Prompt: Copy the records starting at the line "# point at: stone pathway (one per instance)" and ending at the last line, both included, and keep every request line as it is. Multiply each point coordinate by 2.4 and round it to a whole number, with halves rounded up.

□ □ □ □

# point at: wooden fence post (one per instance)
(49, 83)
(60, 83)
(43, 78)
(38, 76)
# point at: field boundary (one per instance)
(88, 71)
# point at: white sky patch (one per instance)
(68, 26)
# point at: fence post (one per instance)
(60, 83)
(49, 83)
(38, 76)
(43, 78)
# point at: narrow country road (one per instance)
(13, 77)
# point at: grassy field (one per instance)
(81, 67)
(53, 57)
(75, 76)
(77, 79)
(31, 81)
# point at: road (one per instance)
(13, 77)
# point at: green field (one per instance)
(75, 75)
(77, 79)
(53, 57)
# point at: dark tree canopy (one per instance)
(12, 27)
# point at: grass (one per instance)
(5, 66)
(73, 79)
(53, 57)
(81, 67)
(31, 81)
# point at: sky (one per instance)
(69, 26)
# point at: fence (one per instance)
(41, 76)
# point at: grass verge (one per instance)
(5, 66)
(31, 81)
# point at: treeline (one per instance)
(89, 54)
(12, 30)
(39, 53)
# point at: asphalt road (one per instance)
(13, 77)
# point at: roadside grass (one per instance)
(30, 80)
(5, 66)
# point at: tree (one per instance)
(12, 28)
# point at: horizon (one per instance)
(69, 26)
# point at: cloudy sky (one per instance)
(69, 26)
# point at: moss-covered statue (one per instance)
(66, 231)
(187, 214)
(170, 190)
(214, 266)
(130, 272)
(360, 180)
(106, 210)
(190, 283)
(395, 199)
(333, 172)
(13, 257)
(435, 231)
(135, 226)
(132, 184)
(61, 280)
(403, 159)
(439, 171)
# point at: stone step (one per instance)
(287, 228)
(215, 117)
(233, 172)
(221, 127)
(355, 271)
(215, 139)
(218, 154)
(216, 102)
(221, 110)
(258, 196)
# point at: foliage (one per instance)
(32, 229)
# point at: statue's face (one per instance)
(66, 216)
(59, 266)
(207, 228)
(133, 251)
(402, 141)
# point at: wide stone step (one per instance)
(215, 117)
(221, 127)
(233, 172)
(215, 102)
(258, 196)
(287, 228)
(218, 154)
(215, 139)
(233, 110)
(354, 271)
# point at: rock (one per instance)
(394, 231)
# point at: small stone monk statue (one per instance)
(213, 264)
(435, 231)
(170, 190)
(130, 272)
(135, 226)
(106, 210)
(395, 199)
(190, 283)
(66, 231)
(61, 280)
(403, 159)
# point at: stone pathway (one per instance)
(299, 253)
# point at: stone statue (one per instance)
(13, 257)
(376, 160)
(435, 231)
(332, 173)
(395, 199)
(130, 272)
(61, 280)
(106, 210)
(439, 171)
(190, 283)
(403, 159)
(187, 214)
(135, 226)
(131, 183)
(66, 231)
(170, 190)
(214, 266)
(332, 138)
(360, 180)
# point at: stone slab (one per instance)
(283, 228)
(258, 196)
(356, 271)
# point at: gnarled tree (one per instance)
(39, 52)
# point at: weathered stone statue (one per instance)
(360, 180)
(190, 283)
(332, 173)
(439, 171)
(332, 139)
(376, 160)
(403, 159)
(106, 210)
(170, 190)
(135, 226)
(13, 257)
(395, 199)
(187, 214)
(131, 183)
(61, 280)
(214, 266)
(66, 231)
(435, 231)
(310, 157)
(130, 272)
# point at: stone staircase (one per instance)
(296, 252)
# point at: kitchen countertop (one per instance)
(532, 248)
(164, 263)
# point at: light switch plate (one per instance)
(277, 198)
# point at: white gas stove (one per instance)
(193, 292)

□ □ □ □

Solved exercise:
# point at: stone pathway (one per instance)
(718, 607)
# point at: stone statue (one per instance)
(31, 617)
(902, 384)
(1044, 554)
(797, 415)
(948, 478)
(312, 653)
(146, 672)
(254, 504)
(1054, 410)
(456, 679)
(967, 382)
(449, 514)
(324, 542)
(314, 439)
(158, 554)
(408, 456)
(514, 638)
(797, 331)
(864, 432)
# point at: stone slab (one per instance)
(679, 547)
(619, 470)
(854, 650)
# point at: gnarled tree (one per instance)
(94, 125)
# point at: weathered stone statue (one per instance)
(864, 432)
(456, 679)
(797, 415)
(1054, 410)
(797, 334)
(902, 384)
(967, 382)
(254, 504)
(408, 456)
(324, 542)
(31, 617)
(948, 478)
(449, 514)
(314, 439)
(146, 672)
(514, 638)
(158, 554)
(1044, 554)
(744, 377)
(312, 653)
# point at: stone staircase (one per instance)
(710, 605)
# point at: kitchen countertop (one per instance)
(1277, 595)
(394, 631)
# point at: light switch plate (one per instance)
(665, 475)
# point at: white gas stove (one per instance)
(463, 701)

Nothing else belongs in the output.